> [YOUR TASK]
Once you reach the line containing "Target: number 6 on jersey" in the data below, restate each line word for word up to and including the one containing "[point] white football glove".

═══ SOURCE DATA

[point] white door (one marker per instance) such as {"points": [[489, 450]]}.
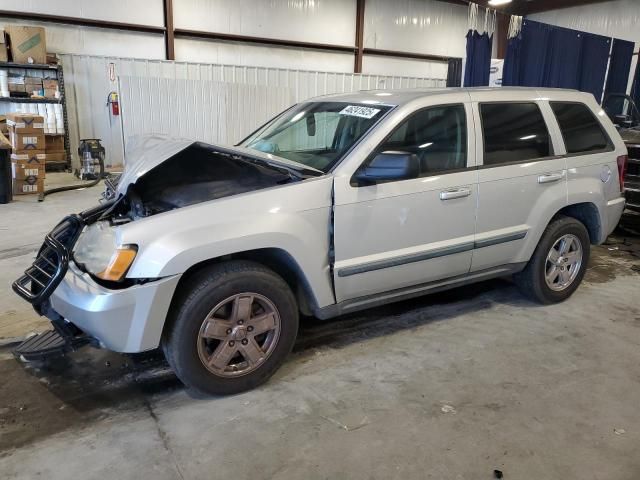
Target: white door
{"points": [[397, 234], [520, 180]]}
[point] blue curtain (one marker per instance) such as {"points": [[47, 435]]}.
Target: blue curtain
{"points": [[548, 56], [635, 88], [620, 66], [476, 72], [594, 61]]}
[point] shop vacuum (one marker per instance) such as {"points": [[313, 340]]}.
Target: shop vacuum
{"points": [[92, 155]]}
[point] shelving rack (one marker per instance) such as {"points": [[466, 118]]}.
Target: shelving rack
{"points": [[66, 164]]}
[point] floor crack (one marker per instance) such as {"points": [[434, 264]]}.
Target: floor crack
{"points": [[163, 437]]}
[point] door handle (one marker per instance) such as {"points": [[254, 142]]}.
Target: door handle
{"points": [[550, 177], [455, 193]]}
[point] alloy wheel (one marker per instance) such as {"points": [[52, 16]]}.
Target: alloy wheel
{"points": [[238, 334], [563, 262]]}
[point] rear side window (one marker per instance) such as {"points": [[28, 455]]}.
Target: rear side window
{"points": [[581, 130], [513, 132], [437, 135]]}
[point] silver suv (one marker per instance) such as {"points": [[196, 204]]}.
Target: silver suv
{"points": [[338, 204]]}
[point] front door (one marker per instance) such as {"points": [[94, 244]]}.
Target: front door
{"points": [[399, 234], [520, 180]]}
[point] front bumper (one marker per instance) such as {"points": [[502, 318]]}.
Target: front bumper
{"points": [[128, 320]]}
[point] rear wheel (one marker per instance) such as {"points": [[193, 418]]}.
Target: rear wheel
{"points": [[234, 326], [559, 262]]}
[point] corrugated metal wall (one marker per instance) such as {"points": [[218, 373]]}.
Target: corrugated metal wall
{"points": [[89, 79], [213, 112]]}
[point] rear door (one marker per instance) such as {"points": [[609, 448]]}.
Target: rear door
{"points": [[591, 159], [521, 177], [398, 234]]}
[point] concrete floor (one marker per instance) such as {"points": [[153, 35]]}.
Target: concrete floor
{"points": [[449, 386]]}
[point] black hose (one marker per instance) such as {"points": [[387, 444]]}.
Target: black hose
{"points": [[92, 183]]}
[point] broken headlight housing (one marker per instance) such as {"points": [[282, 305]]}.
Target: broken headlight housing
{"points": [[97, 250]]}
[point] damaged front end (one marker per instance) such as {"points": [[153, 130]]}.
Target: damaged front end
{"points": [[79, 276], [196, 173]]}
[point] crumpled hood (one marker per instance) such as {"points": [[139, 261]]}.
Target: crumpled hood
{"points": [[630, 135], [147, 152]]}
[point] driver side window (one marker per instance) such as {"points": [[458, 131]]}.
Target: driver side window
{"points": [[436, 135]]}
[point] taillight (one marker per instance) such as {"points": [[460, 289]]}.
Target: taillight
{"points": [[622, 169]]}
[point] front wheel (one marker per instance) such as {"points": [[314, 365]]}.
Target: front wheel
{"points": [[559, 262], [235, 324]]}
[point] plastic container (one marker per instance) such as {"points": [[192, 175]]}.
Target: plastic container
{"points": [[6, 187]]}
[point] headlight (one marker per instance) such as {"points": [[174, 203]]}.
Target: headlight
{"points": [[97, 250]]}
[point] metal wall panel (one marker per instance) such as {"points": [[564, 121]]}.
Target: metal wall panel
{"points": [[147, 12], [320, 21], [89, 79], [210, 111]]}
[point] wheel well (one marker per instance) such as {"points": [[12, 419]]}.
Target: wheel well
{"points": [[586, 213], [275, 259]]}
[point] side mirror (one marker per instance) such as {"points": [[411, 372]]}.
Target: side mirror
{"points": [[311, 125], [389, 166]]}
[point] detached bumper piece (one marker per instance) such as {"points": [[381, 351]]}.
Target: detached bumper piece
{"points": [[47, 271], [52, 343]]}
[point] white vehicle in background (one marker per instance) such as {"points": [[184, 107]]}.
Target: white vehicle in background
{"points": [[340, 203]]}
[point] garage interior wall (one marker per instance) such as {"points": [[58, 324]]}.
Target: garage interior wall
{"points": [[89, 79], [618, 19], [426, 27]]}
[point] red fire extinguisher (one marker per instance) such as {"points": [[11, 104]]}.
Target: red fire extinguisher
{"points": [[112, 101]]}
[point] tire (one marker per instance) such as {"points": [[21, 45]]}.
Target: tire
{"points": [[200, 351], [532, 281]]}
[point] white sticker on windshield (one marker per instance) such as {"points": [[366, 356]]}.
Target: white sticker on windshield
{"points": [[358, 111]]}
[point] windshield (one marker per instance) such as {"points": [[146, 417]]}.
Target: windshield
{"points": [[316, 134]]}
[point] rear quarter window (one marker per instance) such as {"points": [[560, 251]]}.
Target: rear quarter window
{"points": [[581, 130], [513, 132]]}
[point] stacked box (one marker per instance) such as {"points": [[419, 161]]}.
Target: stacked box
{"points": [[28, 44], [33, 84], [50, 87], [54, 148], [26, 135], [16, 83]]}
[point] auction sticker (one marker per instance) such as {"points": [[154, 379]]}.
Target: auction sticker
{"points": [[359, 111]]}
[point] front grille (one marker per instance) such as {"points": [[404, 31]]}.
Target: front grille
{"points": [[47, 271]]}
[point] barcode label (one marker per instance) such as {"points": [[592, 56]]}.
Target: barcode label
{"points": [[359, 111]]}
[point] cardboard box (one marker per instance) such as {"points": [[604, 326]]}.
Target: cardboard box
{"points": [[50, 83], [36, 158], [25, 123], [29, 185], [26, 142], [32, 83], [55, 157], [21, 170], [28, 44], [54, 143], [4, 55]]}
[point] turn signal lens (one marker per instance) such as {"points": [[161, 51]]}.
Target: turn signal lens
{"points": [[622, 170], [120, 262]]}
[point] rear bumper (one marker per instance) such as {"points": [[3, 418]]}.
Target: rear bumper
{"points": [[632, 194], [128, 320], [615, 208]]}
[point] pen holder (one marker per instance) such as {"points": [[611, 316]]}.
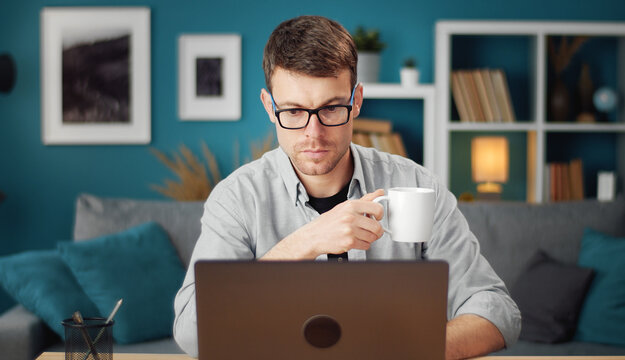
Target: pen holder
{"points": [[92, 340]]}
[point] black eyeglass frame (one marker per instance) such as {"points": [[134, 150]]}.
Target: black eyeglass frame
{"points": [[314, 111]]}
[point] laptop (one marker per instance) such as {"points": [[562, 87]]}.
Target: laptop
{"points": [[321, 310]]}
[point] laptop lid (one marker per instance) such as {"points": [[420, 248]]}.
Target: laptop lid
{"points": [[321, 310]]}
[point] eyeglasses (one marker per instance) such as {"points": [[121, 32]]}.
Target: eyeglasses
{"points": [[298, 118]]}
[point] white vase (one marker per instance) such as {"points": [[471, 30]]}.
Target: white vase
{"points": [[368, 67], [409, 77]]}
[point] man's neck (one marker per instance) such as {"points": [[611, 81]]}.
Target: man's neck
{"points": [[326, 185]]}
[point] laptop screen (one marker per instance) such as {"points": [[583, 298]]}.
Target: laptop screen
{"points": [[313, 310]]}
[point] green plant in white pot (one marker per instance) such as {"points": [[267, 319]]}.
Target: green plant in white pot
{"points": [[409, 73], [369, 46]]}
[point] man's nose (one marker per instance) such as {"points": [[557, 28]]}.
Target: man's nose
{"points": [[314, 126]]}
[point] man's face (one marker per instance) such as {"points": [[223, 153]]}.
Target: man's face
{"points": [[315, 149]]}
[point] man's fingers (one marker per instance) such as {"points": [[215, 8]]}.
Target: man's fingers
{"points": [[373, 195]]}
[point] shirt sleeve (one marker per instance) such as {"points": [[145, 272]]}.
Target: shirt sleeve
{"points": [[474, 287], [223, 236]]}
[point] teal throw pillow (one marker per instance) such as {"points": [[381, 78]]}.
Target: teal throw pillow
{"points": [[602, 318], [139, 265], [42, 283]]}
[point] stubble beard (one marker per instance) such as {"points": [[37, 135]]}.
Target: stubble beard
{"points": [[321, 166]]}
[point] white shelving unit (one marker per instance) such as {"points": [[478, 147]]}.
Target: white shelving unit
{"points": [[538, 33], [424, 92]]}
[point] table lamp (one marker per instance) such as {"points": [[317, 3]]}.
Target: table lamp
{"points": [[489, 165]]}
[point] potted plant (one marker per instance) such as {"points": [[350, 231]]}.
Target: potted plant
{"points": [[409, 73], [369, 46]]}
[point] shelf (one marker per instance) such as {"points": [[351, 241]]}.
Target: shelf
{"points": [[425, 92], [396, 91], [472, 126], [521, 49], [573, 127]]}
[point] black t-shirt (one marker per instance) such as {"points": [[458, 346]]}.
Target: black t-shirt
{"points": [[324, 204]]}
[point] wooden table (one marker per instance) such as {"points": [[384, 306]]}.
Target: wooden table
{"points": [[118, 356]]}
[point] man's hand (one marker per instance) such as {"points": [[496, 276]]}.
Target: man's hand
{"points": [[336, 231]]}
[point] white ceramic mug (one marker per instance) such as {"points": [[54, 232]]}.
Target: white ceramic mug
{"points": [[410, 213]]}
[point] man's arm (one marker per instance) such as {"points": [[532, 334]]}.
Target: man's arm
{"points": [[336, 231], [471, 335]]}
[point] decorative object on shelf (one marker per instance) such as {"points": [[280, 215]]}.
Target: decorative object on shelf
{"points": [[605, 99], [369, 46], [489, 165], [585, 89], [209, 77], [559, 98], [96, 77], [7, 73], [409, 73], [466, 197], [606, 185]]}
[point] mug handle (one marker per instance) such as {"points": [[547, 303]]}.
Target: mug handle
{"points": [[379, 199]]}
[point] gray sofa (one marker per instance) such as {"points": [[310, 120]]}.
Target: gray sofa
{"points": [[509, 234]]}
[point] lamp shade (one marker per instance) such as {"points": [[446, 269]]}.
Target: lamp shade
{"points": [[489, 159], [7, 73]]}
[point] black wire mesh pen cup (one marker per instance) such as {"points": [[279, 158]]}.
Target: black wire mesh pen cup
{"points": [[92, 340]]}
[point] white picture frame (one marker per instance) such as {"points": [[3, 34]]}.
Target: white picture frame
{"points": [[113, 110], [209, 77]]}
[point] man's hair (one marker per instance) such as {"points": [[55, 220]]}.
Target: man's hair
{"points": [[311, 45]]}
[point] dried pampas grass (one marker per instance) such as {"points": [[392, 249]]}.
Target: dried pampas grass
{"points": [[195, 182], [197, 179]]}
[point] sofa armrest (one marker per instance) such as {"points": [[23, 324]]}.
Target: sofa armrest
{"points": [[23, 335]]}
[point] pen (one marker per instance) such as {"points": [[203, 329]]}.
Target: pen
{"points": [[108, 321]]}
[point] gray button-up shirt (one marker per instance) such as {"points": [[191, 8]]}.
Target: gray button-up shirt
{"points": [[262, 202]]}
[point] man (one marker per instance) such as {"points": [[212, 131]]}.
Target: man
{"points": [[270, 209]]}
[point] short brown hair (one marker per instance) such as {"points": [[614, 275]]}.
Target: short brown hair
{"points": [[312, 45]]}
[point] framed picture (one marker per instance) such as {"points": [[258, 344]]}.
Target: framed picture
{"points": [[95, 75], [209, 76]]}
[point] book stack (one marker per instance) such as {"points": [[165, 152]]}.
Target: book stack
{"points": [[564, 181], [482, 95], [378, 134]]}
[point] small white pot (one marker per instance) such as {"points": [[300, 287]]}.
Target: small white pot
{"points": [[368, 67], [409, 77]]}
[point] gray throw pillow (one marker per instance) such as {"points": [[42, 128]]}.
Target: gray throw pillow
{"points": [[550, 295]]}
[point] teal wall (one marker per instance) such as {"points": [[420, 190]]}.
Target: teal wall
{"points": [[41, 182]]}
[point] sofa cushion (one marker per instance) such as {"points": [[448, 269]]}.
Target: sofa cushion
{"points": [[97, 216], [139, 265], [41, 282], [549, 295], [602, 318], [509, 233]]}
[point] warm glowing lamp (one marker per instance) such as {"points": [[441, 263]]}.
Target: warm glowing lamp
{"points": [[489, 164]]}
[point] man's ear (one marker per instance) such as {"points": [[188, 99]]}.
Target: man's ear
{"points": [[358, 98], [265, 98]]}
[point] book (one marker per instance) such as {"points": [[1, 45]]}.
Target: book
{"points": [[490, 93], [474, 99], [502, 94], [576, 179], [480, 86], [372, 125], [472, 114]]}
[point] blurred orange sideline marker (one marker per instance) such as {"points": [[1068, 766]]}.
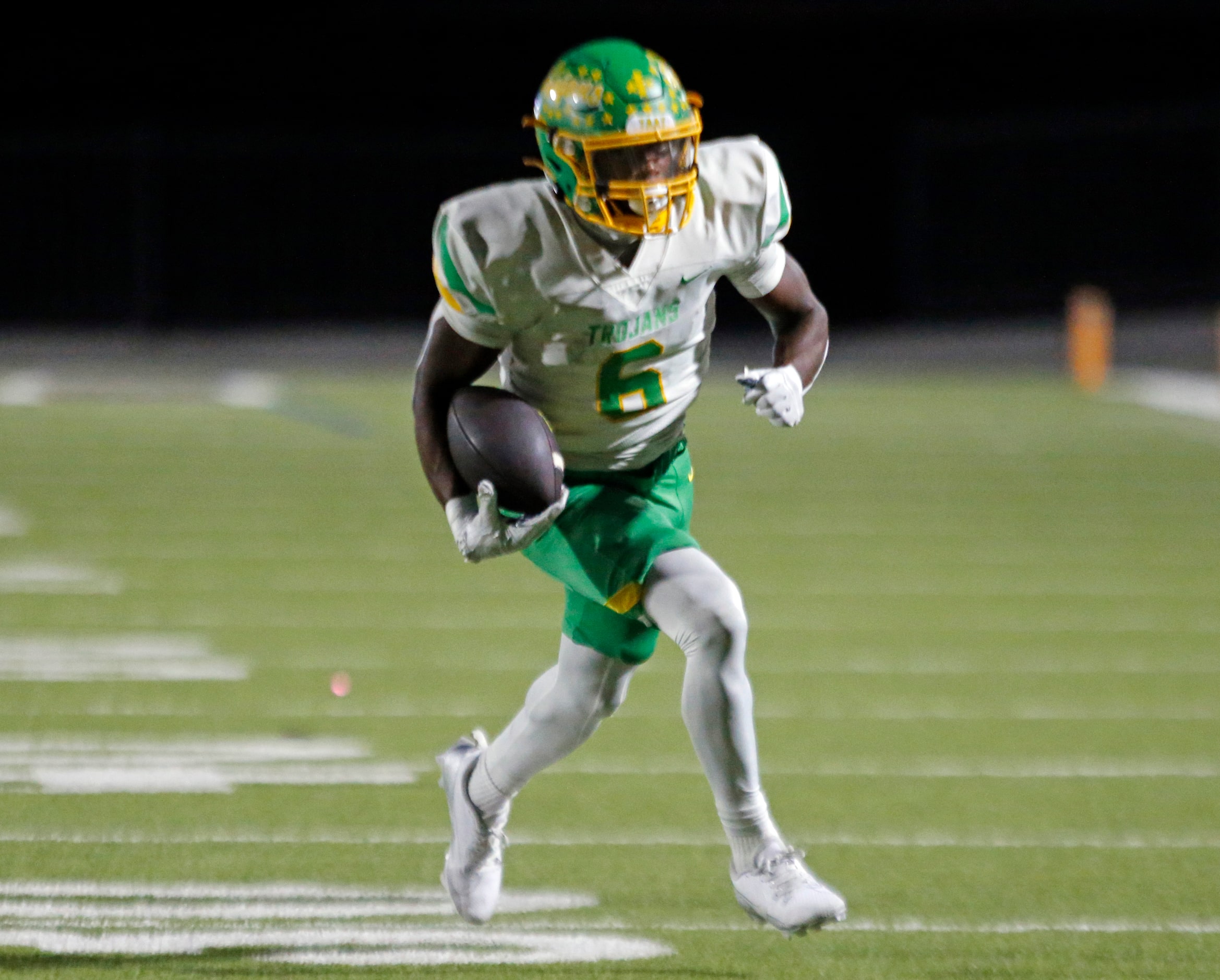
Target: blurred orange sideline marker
{"points": [[1218, 340], [1090, 336]]}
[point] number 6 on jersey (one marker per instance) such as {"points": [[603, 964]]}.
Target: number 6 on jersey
{"points": [[621, 397]]}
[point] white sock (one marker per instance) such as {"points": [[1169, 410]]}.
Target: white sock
{"points": [[487, 797], [563, 708], [701, 609]]}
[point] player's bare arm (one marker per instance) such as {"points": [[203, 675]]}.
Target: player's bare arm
{"points": [[449, 363], [798, 321], [802, 340]]}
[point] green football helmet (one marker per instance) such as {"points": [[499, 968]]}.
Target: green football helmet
{"points": [[619, 137]]}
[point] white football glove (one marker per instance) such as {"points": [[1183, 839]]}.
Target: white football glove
{"points": [[776, 393], [481, 531]]}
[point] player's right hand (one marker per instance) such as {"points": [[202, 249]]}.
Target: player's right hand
{"points": [[776, 395], [481, 531]]}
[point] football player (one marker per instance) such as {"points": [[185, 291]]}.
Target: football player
{"points": [[593, 290]]}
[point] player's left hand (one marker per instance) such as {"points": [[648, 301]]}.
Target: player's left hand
{"points": [[776, 393], [481, 531]]}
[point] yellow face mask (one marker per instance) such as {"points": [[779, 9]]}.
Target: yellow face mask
{"points": [[640, 183], [619, 137]]}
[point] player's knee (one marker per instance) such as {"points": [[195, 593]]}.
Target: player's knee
{"points": [[719, 615], [613, 696]]}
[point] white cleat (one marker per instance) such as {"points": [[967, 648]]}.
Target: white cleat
{"points": [[780, 890], [475, 859]]}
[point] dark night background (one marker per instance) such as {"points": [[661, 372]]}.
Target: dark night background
{"points": [[218, 165]]}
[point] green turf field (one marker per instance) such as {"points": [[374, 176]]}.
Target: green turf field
{"points": [[986, 654]]}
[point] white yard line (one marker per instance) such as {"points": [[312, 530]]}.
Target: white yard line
{"points": [[138, 657], [13, 521], [1178, 392], [25, 388], [643, 839], [292, 924], [886, 713], [33, 577], [920, 768], [249, 390], [78, 764], [1189, 927]]}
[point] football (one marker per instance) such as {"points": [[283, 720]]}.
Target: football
{"points": [[493, 435]]}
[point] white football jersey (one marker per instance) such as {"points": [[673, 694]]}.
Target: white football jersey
{"points": [[612, 357]]}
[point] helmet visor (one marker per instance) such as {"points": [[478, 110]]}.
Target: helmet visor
{"points": [[644, 163]]}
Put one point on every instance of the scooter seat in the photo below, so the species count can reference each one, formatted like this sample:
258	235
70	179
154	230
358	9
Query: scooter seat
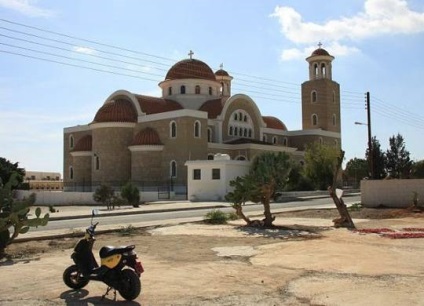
107	251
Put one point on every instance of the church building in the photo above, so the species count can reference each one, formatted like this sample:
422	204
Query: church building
148	140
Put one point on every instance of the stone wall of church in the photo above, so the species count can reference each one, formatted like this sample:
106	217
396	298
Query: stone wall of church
246	106
110	144
68	160
82	170
146	166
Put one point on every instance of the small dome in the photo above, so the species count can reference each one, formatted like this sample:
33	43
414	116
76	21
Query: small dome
190	69
147	136
84	144
274	123
116	111
320	51
221	72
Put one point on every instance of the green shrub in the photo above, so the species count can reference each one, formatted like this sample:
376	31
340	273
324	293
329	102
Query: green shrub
355	207
128	231
131	193
216	216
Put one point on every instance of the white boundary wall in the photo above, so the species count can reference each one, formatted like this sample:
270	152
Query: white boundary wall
57	198
390	193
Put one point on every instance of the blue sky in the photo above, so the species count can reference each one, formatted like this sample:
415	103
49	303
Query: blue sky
51	53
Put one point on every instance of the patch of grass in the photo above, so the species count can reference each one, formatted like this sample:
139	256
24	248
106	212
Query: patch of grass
216	216
127	231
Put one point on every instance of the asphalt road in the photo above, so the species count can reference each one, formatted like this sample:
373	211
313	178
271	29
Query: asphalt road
124	220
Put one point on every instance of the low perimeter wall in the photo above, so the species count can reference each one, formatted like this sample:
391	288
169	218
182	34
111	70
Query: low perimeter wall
57	198
390	193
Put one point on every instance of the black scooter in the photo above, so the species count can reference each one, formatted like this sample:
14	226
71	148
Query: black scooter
119	268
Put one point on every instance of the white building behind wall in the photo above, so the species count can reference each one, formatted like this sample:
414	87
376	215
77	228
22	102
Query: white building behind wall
209	180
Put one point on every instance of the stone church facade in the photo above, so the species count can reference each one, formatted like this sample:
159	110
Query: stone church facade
147	140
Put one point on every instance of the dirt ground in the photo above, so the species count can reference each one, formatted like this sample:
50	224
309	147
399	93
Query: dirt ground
305	261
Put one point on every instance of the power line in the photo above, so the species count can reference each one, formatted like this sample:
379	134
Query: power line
274	88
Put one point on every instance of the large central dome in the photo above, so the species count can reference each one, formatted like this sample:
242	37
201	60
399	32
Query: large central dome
190	69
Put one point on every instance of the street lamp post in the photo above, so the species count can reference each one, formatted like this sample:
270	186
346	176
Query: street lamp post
370	151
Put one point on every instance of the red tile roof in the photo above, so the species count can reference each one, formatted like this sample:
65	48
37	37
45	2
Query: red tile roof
274	123
153	105
190	69
84	144
116	111
221	72
320	51
147	136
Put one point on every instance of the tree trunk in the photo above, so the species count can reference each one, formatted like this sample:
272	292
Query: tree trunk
345	220
239	212
266	199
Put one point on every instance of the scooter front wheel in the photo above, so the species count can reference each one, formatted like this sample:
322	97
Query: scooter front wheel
130	286
73	278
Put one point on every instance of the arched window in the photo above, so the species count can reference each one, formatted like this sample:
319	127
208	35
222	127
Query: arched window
323	70
197	129
96	162
71	141
173	169
173	129
314	119
209	135
313	96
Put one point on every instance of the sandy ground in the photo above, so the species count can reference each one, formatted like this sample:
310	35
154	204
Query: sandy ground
198	264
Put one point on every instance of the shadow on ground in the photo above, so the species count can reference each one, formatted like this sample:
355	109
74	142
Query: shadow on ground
80	298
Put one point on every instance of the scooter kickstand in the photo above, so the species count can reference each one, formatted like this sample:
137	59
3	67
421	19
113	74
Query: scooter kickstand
107	292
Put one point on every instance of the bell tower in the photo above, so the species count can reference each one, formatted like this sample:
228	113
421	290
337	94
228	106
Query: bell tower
320	94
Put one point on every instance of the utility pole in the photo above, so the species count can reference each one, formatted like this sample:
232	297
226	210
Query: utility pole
370	148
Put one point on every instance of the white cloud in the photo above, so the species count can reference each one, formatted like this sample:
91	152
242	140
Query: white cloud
379	17
27	7
84	50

══════

> [ANSWER SPACE]
Target: number 6 on jersey
{"points": [[621, 397]]}
[point] white sock (one marker per instance) such as {"points": [[1169, 410]]}.
Target: white sock
{"points": [[487, 797], [563, 708], [701, 609]]}
[point] player's bare arm (one marker per instance) such as {"points": [[203, 675]]}.
Target: player's bare arm
{"points": [[449, 363], [798, 321], [802, 340]]}
[point] green football helmet (one marker per instance) such as {"points": [[499, 968]]}.
Target: green football helmet
{"points": [[619, 137]]}
[point] white football glove (one marker per instance) such as {"points": [[1183, 839]]}.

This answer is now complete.